---- Material supplied
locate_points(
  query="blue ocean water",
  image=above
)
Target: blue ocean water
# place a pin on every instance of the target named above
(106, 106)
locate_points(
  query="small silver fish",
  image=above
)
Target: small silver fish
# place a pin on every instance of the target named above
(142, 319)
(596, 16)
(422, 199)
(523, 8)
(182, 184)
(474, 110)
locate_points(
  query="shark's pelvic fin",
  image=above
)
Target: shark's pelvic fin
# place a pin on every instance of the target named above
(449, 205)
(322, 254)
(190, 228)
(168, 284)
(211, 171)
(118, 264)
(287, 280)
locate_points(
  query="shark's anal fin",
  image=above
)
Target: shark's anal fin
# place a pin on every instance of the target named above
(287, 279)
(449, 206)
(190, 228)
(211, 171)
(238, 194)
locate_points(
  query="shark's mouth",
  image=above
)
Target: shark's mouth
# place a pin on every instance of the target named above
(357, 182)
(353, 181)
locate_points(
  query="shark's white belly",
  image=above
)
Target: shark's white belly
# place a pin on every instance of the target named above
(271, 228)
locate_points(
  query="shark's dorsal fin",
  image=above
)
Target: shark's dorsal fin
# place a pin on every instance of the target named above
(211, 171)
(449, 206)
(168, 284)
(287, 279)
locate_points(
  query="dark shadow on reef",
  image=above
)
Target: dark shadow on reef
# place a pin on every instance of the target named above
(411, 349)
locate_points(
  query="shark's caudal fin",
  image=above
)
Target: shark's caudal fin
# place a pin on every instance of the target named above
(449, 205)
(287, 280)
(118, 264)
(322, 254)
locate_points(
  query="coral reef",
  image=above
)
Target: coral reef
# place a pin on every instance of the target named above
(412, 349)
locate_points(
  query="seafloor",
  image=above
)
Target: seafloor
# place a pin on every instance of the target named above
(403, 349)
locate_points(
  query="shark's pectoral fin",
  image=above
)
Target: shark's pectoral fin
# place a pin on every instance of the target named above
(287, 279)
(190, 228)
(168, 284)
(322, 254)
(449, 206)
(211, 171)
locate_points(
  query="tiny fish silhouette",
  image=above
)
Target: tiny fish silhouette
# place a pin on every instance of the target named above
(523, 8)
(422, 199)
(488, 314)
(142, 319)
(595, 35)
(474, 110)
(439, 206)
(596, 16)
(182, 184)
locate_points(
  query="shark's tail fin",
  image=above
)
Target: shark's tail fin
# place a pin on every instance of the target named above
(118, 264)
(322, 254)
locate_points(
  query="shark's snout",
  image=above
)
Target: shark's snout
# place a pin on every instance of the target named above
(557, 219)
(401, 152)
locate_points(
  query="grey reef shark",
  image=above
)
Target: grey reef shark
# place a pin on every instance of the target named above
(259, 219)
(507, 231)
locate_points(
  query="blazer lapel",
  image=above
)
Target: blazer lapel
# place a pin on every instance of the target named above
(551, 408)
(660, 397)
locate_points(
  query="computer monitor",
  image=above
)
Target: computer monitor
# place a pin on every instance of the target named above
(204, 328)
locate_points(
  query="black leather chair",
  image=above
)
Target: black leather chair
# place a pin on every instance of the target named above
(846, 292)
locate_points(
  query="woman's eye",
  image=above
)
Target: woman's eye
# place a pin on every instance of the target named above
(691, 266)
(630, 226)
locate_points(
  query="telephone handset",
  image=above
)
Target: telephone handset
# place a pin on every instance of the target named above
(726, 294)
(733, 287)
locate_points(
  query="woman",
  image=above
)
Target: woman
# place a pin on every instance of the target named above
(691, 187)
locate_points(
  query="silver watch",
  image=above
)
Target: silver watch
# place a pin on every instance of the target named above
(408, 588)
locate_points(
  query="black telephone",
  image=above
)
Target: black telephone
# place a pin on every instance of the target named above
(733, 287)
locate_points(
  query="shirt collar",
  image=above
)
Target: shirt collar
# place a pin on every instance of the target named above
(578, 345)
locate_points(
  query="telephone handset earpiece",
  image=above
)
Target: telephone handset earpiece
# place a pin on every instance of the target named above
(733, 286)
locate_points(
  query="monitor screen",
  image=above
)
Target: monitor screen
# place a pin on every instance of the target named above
--------
| Problem |
Look for the string "reef" in the entries above. Copy every line that has it.

| Reply |
  query="dark shadow on reef",
Target: dark shadow on reef
  query="coral reef",
Target: coral reef
  query="grey reef shark",
Target: grey reef shark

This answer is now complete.